Texte extrait:
################
Incertitude quant à la pérenité de son modèle économique chahuté par son manque d’ancrage à la digitalisation. Notre presse n’a pas assez apprivoisé le numérique qui pourtant sera la plateforme de diffusion par essence dans un avenir très proche.
Ce qu’on appelle trivialement ‘’presse numérique’’ ou en ligne, ne fait l’objet d’aucun encadrement au point que les sites internet qui pour la plupart ne répondent pas au vocable ‘’entreprise de presse’’, se débattent dans la mare de ‘’l’Infodémie’’ et le ‘’Buzz Système’’ non pas pour informer, mais orienter. Ou désorienter.
Le décret portant statut de l’entreprise de presse devrait permettre de régler ce problème. Il est toujours malheureusement dans des tiroirs.
L’autre décret portant mise en place du Fonds d’Appui et de développement de la presse, un outil indispensable pour accompagner l’initiative de création des médias d’un genre nouveau, ou qui au moins devrait permettre aux médias existants de pouvoir amorcer leur mutation économique réelle, manque toujours à l’appel.
Dans un contexte où les sociétés d’information voient le jour pour réclamer plus de considération économique, où le débat ailleurs est de voir comment contraindre les GAFAM à rémunérer à leur juste valeur les médias qui leur fournissent du contenu, le surplace qui sévit dans notre pays est inquiétant. Doublement inquiétant lorsqu’on se remémore les mots du Président de la République demandant le 1er mai 2019 à ses ministres de la communication et du Travail de faire le Job.
Un an après, à l’actif du premier nous notons un arrêté mettant en place la commission nationale de la carte de presse, et pour le second, nous pouvons souligner les efforts administratifs qui aboutiront « si tout se passe bien » à l’arrêté d’extension de la Convention Collective des travailleurs du secteur des médias.
Chers membres de la famille des médias, dignes travailleurs souvent méprisés – la plupart du temps en violation flagrante de la Loi – la partition de chacun d’entre nous est attendue pour, qu’ensemble on provoque le dernier acte de sursaut qui devra faire de notre pays un exemple achevé de démocratie.
Qui dit démocratie dit presse libre. Qui dit presse libre, parle d’une liberté fondamentale : celle d’assurer le contrôle des productions d’information par des professionnels assujettis aux règles éthiques et déontologiques.
Sommes-nous dans ce cas lorsque l’on voit de plus en plus de publications gérées par des lobbies et des intérêts économiques et politiciens ? Dans un pays où l’actionnariat des médias est occulte l’information peut elle être fiable ? Lorsqu’un ancien ministre reconverti en homme d’affaires ou porteur de valise met en place un organe médiatique n’est-il pas légitime de se demander si ce média produit de l’information ou si au contraire il n’est qu’un outil pour faire passer des messages ?
Que dire alors de ce phénomène qui a été vécu avec acuité lors de la dernière présidentielle, en février 2019 ! Des médias et non des moindres qui se mettent ostensiblement au service d’un des camps engagés dans la course au scrutin ! Ce, au nez et à la barbe d’un organe de Régulation dépassé puisque dépossédé de tout pouvoir réel de coercition et dont la composition aurait été, de toutes les manières, perçue comme un frein à la neutralité.
################
Consigne de travail 1:
Recopiez à l'identique le passage du texte sur la presse qui s'ouvre sur les mots contenant "Qui dit démocratie" et se clôt sur "des messages ?".
Consigne de travail 2:
Relevez tous les décrets et arrêtés mentionnés dans le texte sur la presse.
Consigne de travail 3:
Répondez brièvement à chaque point d'après le texte sur la presse.
(a) À quelle date le Président de la République a-t-il demandé à ses ministres de faire le Job ?
(b) De quels domaines relevaient les deux ministres visés par cette demande ?
(c) Quand a eu lieu la dernière présidentielle évoquée ?

Jeu d'enregistrements:
################
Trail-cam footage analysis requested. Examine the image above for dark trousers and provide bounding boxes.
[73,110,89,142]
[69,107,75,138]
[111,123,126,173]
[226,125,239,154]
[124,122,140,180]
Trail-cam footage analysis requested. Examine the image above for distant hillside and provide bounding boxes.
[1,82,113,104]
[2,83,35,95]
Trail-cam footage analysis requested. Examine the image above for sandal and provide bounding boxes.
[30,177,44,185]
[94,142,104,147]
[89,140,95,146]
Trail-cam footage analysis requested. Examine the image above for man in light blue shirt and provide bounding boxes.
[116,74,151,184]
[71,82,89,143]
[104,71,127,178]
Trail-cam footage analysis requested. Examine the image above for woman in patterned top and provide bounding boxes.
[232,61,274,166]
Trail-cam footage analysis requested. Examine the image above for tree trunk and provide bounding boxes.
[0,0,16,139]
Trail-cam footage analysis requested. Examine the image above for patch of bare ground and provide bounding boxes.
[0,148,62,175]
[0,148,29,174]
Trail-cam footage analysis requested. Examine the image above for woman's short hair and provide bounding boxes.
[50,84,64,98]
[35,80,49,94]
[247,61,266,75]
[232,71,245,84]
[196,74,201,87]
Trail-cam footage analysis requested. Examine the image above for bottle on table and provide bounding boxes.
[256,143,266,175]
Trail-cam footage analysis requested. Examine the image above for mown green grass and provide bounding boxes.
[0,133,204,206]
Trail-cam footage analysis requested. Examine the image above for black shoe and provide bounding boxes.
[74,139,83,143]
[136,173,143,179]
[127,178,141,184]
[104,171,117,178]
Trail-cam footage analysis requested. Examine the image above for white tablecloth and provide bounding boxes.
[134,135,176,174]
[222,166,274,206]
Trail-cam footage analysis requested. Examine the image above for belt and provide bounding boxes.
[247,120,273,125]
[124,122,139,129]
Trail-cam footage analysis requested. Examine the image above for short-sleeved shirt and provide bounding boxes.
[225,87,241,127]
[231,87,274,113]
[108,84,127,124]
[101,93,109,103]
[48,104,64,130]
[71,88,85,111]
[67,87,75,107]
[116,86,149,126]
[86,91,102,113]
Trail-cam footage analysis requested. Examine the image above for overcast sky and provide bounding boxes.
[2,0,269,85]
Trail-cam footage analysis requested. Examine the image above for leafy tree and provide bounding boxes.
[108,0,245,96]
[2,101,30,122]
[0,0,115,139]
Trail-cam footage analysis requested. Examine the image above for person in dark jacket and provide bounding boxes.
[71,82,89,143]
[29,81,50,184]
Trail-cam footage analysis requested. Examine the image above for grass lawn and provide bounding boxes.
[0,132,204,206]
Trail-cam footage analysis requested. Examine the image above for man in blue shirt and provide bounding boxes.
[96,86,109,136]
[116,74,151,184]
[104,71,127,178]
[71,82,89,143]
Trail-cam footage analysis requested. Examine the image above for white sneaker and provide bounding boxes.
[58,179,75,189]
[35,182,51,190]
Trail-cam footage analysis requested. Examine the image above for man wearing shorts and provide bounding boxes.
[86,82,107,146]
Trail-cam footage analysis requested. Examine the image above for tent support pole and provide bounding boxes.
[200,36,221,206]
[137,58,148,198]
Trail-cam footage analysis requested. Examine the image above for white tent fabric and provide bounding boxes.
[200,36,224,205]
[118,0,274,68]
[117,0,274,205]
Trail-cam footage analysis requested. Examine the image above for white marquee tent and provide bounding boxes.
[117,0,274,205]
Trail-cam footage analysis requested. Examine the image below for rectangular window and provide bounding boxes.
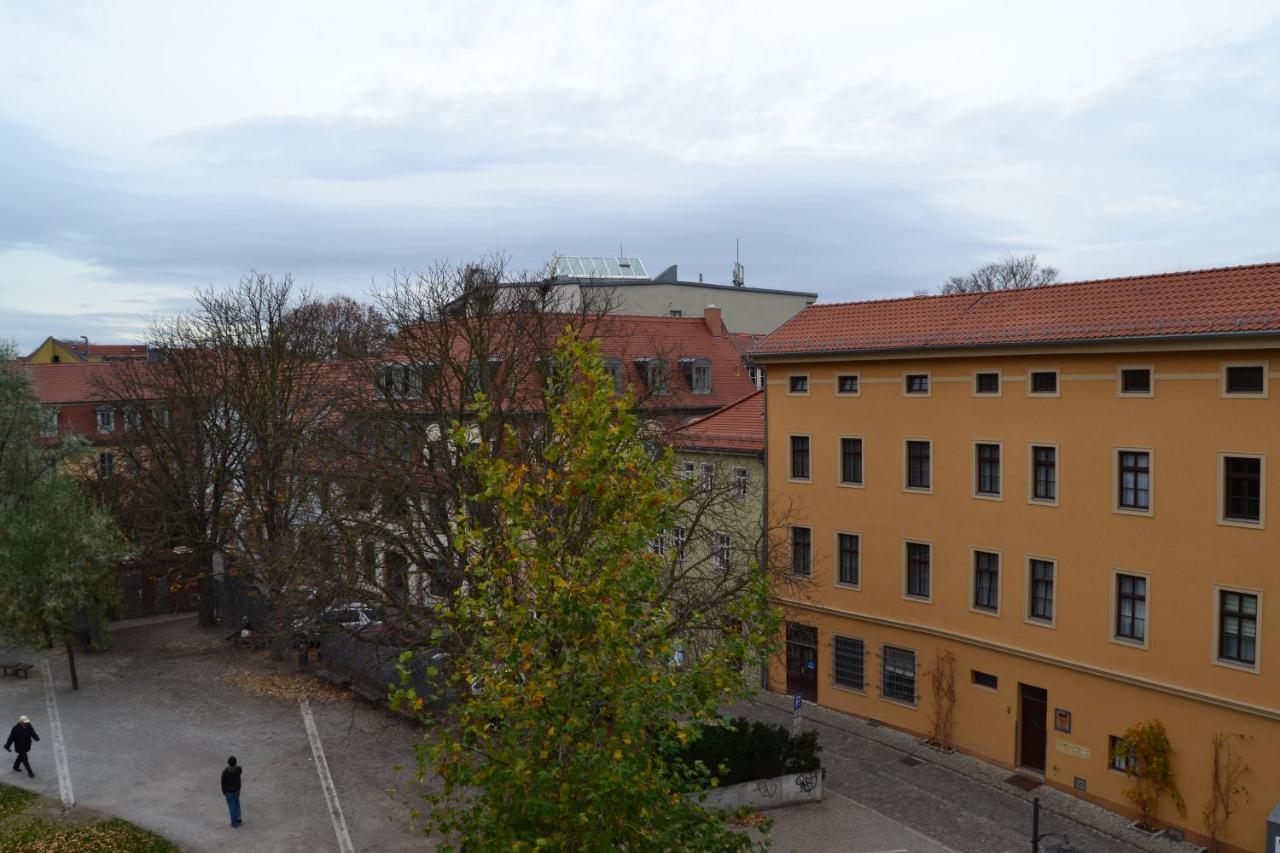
[1217,589,1258,666]
[906,542,929,598]
[1222,456,1262,523]
[1030,370,1057,394]
[973,551,1000,613]
[1029,560,1053,622]
[974,444,1000,497]
[1120,368,1151,397]
[712,533,733,571]
[1032,444,1057,501]
[881,646,915,704]
[791,528,813,578]
[1116,574,1147,643]
[906,442,931,489]
[1107,735,1138,772]
[1116,451,1151,511]
[1222,364,1267,397]
[836,533,861,587]
[840,438,863,485]
[791,435,809,480]
[831,635,867,690]
[902,373,929,394]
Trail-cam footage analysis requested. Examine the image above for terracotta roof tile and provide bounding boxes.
[671,391,764,453]
[751,263,1280,356]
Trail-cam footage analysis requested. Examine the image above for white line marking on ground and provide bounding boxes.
[298,699,356,853]
[40,661,76,808]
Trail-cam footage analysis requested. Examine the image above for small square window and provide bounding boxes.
[1120,368,1151,397]
[902,373,929,394]
[1030,370,1057,394]
[1222,364,1267,397]
[972,670,1000,690]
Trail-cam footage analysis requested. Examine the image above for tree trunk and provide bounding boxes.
[63,631,79,690]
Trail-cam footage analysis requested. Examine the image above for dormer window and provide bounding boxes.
[97,406,115,433]
[680,359,712,394]
[636,356,668,394]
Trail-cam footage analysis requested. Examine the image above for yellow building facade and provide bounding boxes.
[756,263,1280,850]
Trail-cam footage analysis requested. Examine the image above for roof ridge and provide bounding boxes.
[796,261,1280,316]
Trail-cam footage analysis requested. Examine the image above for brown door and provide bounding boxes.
[1018,684,1048,772]
[787,622,818,702]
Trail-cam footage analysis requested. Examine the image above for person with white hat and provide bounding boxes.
[4,715,40,779]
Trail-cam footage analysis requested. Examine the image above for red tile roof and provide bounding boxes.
[671,391,764,453]
[23,361,128,403]
[751,257,1280,356]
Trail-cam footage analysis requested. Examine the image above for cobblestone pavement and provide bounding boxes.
[728,693,1199,853]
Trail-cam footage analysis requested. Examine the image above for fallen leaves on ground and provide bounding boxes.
[218,667,349,702]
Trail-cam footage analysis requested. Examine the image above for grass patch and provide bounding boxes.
[0,783,179,853]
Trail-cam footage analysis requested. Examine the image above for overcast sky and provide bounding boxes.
[0,0,1280,348]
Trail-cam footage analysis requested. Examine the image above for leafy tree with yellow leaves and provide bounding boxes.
[394,333,777,850]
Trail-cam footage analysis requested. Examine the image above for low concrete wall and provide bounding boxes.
[703,770,822,811]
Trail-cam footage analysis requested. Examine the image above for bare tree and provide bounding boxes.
[940,252,1057,296]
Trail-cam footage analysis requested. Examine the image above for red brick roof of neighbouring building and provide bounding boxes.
[751,257,1280,357]
[671,391,764,453]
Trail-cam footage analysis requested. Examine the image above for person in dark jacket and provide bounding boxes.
[223,756,243,826]
[4,715,40,777]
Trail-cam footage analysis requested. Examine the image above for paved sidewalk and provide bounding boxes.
[730,693,1199,853]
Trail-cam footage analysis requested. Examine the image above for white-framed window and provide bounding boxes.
[1222,361,1271,400]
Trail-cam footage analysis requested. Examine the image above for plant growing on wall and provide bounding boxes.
[929,649,956,749]
[1201,731,1249,853]
[1115,720,1187,831]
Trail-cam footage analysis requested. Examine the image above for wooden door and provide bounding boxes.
[1018,684,1048,772]
[787,622,818,702]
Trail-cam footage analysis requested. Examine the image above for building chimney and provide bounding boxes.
[703,305,724,338]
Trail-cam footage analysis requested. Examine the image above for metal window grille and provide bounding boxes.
[978,444,1000,494]
[881,646,915,704]
[838,533,860,587]
[973,551,1000,610]
[1120,451,1151,510]
[831,637,867,690]
[906,542,929,598]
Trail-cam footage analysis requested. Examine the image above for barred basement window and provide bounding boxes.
[831,637,867,690]
[881,646,915,704]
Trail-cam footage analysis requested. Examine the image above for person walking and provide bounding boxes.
[223,756,243,826]
[4,715,40,779]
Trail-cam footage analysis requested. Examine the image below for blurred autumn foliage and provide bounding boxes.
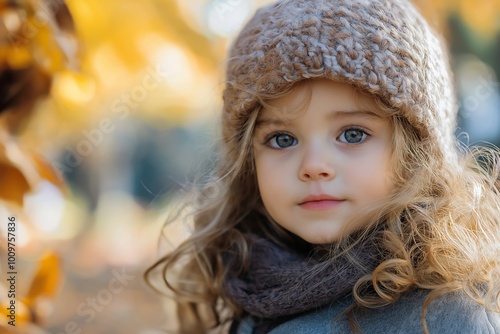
[0,0,500,333]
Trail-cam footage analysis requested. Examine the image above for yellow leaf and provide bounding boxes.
[0,162,31,205]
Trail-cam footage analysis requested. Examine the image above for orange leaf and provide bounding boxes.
[26,253,62,307]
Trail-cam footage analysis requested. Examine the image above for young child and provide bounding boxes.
[146,0,500,334]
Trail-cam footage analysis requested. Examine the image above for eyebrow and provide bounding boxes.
[255,110,381,128]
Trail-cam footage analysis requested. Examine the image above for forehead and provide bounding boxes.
[257,79,384,125]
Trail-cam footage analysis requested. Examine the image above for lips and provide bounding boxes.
[299,195,345,210]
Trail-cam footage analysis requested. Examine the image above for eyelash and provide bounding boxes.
[262,125,371,150]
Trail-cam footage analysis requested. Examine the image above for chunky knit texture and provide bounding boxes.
[223,0,457,163]
[225,234,380,333]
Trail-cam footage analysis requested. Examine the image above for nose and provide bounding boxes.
[299,148,335,181]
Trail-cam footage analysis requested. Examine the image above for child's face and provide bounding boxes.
[254,80,393,244]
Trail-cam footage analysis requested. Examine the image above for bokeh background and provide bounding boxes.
[0,0,500,334]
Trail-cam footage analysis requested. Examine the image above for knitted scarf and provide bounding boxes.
[225,235,378,333]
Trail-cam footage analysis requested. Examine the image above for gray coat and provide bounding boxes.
[237,290,500,334]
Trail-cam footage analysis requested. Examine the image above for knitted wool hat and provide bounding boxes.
[223,0,457,163]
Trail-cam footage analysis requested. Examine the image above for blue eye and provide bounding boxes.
[339,129,368,144]
[268,133,297,148]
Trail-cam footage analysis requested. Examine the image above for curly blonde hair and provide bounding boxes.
[145,80,500,333]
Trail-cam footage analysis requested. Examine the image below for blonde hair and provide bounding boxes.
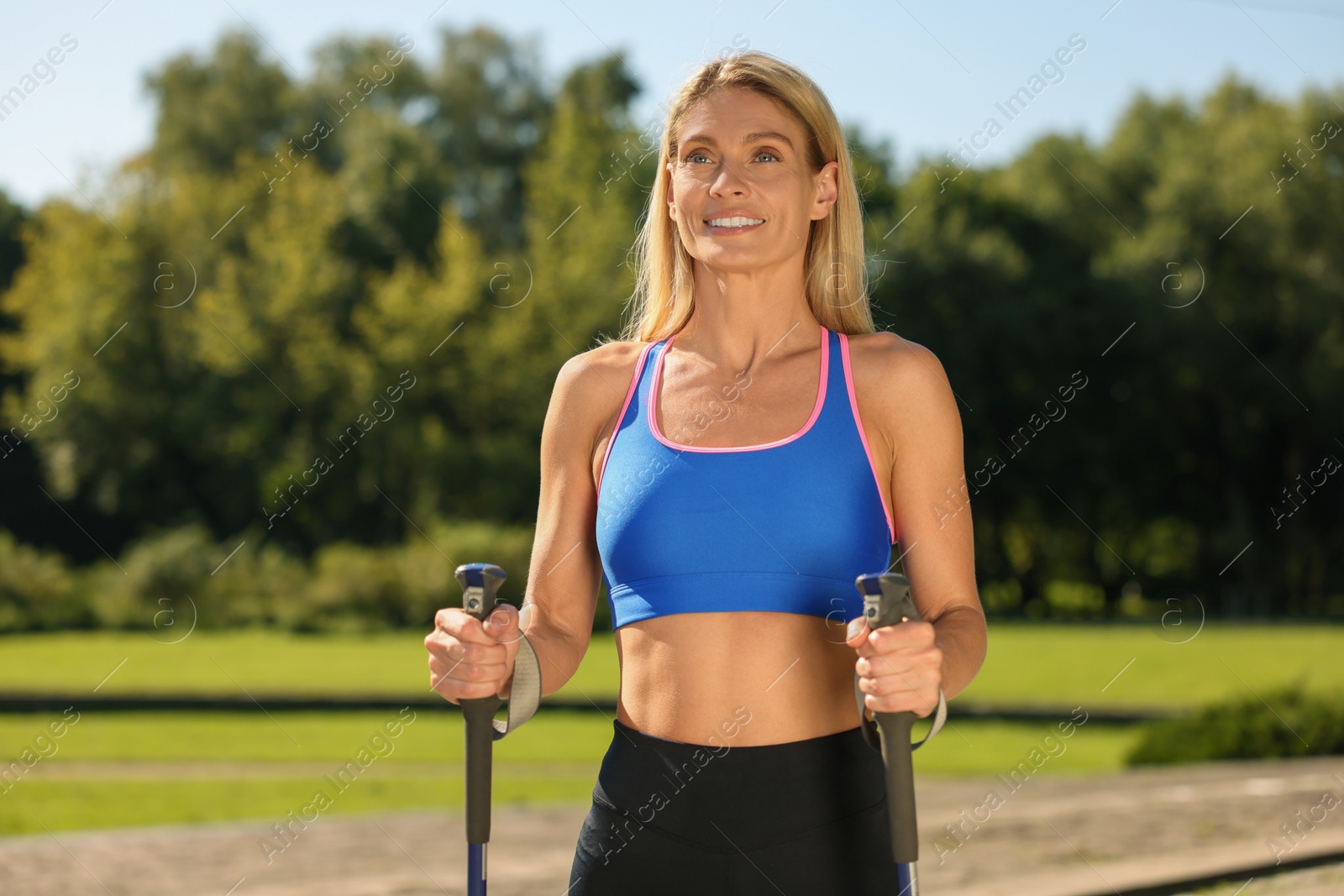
################
Réponse rédigée 1:
Qui dit démocratie dit presse libre. Qui dit presse libre, parle d’une liberté fondamentale : celle d’assurer le contrôle des productions d’information par des professionnels assujettis aux règles éthiques et déontologiques.
Sommes-nous dans ce cas lorsque l’on voit de plus en plus de publications gérées par des lobbies et des intérêts économiques et politiciens ? Dans un pays où l’actionnariat des médias est occulte l’information peut elle être fiable ? Lorsqu’un ancien ministre reconverti en homme d’affaires ou porteur de valise met en place un organe médiatique n’est-il pas légitime de se demander si ce média produit de l’information ou si au contraire il n’est qu’un outil pour faire passer des messages ?

Réponse rédigée 2:
- Le décret portant statut de l'entreprise de presse
- Le décret portant mise en place du Fonds d'Appui et de développement de la presse
- L'arrêté mettant en place la commission nationale de la carte de presse
- L'arrêté d'extension de la Convention Collective des travailleurs du secteur des médias

Réponse rédigée 3:
(a) Le 1er mai 2019.
(b) La communication et le Travail.
(c) En février 2019.